[Start of Attachment]

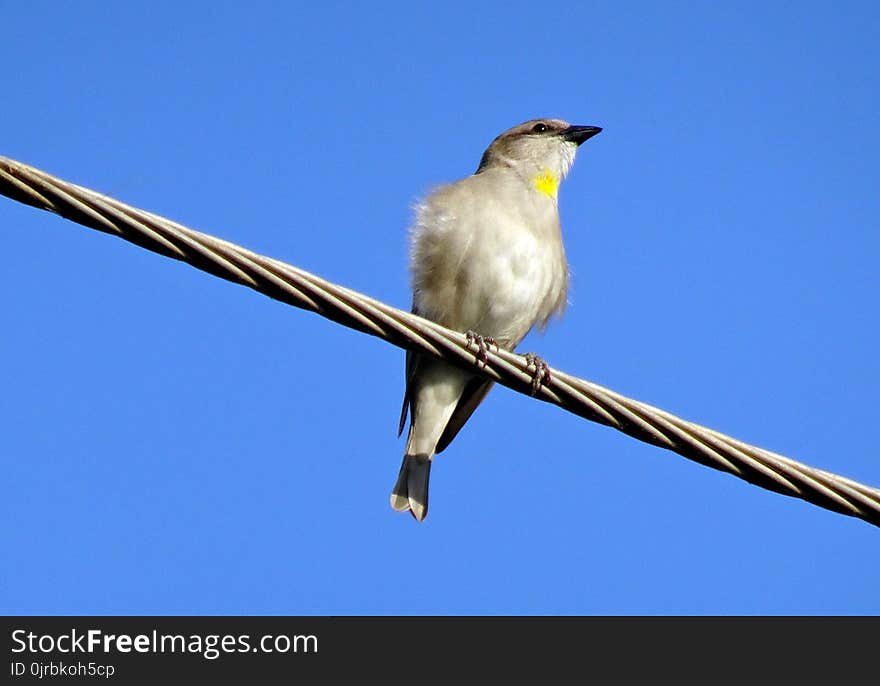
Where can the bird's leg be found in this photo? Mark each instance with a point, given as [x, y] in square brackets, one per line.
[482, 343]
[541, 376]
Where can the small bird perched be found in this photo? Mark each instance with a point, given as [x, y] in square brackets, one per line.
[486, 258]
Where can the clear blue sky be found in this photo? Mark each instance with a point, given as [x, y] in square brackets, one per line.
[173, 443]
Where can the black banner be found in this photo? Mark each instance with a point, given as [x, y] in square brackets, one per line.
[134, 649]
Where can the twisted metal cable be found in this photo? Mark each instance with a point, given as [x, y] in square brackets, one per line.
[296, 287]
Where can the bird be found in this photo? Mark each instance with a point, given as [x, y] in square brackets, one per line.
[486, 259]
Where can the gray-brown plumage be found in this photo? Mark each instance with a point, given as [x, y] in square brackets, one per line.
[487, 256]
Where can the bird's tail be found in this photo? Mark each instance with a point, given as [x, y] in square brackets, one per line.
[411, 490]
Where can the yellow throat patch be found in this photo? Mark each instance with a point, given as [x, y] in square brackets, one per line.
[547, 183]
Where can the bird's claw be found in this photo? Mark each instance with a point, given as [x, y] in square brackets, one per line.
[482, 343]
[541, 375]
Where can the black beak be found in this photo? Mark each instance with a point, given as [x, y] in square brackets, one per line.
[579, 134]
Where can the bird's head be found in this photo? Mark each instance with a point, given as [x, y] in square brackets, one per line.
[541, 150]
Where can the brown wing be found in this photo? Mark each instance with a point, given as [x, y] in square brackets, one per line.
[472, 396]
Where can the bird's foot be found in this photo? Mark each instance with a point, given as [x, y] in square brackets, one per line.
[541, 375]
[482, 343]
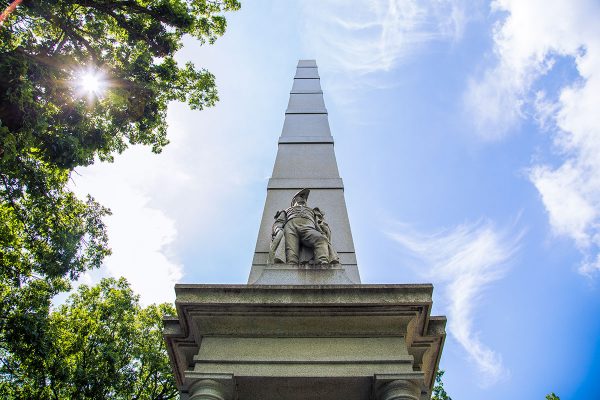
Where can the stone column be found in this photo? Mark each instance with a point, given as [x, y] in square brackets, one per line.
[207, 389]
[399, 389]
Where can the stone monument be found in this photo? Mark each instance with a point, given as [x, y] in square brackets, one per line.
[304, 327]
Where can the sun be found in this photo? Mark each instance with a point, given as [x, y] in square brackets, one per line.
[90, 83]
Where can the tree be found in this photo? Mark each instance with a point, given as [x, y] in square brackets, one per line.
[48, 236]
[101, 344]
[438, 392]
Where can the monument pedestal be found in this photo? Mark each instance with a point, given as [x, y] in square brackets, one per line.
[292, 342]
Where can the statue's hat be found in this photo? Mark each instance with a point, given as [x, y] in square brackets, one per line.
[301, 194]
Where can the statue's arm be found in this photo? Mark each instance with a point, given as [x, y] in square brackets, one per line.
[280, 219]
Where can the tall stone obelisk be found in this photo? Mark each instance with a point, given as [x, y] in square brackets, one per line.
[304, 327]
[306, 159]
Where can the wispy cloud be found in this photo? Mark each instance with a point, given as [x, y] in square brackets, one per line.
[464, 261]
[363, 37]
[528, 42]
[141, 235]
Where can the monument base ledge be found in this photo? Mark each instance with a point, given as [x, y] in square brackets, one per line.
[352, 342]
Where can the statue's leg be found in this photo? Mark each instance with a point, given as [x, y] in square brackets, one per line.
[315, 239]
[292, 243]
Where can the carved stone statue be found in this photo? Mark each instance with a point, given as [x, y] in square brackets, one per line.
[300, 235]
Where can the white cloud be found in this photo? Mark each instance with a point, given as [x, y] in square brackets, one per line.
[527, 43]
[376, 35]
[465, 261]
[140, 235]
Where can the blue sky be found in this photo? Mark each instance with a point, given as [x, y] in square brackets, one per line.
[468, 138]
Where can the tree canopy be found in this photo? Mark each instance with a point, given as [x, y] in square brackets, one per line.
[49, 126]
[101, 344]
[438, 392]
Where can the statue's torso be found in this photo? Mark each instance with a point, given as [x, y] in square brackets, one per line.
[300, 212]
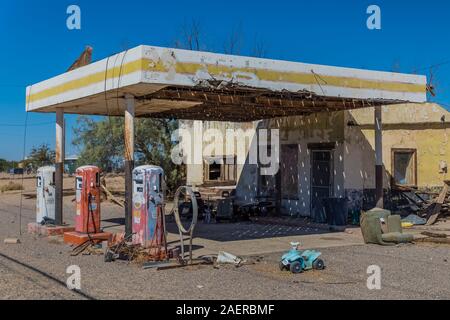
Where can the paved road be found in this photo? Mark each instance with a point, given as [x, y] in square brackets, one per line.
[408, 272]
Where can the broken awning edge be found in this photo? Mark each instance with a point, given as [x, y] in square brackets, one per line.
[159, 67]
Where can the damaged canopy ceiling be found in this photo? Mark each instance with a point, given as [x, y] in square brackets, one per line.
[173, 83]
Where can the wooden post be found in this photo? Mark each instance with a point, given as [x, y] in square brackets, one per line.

[End of Attachment]

## WORK REQUIRED
What is needed is a verbatim copy of the lines from the line with "Where can the wispy" through the last line of the listing, pictures excluded.

## TASK ANSWER
Where can the wispy cloud be found in this photo? Mark each instance with a point, given as [x, y] in square brackets, one per line.
[464, 261]
[363, 37]
[528, 42]
[141, 235]
Where can the monument base ledge be found in this photo? Mark each instance with a point, given as [x, y] in square brackets, one per line.
[352, 342]
Where can the statue's leg be found in this photo? Mark each instance with a point, given as [x, y] in square brackets, one per line.
[315, 239]
[292, 243]
Where can the carved stone statue be found in this photo? Mark each instance with a point, given as [x, y] in square brackets, one per line.
[300, 235]
Where can the white cloud be found in this photo? Mark each instance with a point, given as [x, y] in square brackets, one per line.
[527, 43]
[376, 35]
[465, 261]
[140, 235]
Where can the blue sky be found in this photo? Mark each instance with a point, given as [x, y] in square brackets, one per line.
[468, 138]
Where can the tree canopy be found in this photo? Mark each instance with a point, given as [x, y] in square brackets, one per line.
[49, 126]
[101, 344]
[438, 392]
Where can the statue's torso be found in this photo? Mark each instance with a point, given as [x, y] in square brackets, one per line.
[300, 212]
Where can the paved road be found in this photo? Mark each instance with a point, given as [x, y] in square brackets, one per line.
[408, 272]
Where can the broken awning edge be found in this photo? Mark each instance with a point, given as [x, y] in square brackets, one per line.
[159, 67]
Where can the damaged canopy ceiling be found in this photo? Mark each instance with a point, given as [x, y] in square brackets, one per line.
[173, 83]
Where can the wooden post be found in this photo? Mark each instance with a point, given as [x, y] in square brackets, one per line.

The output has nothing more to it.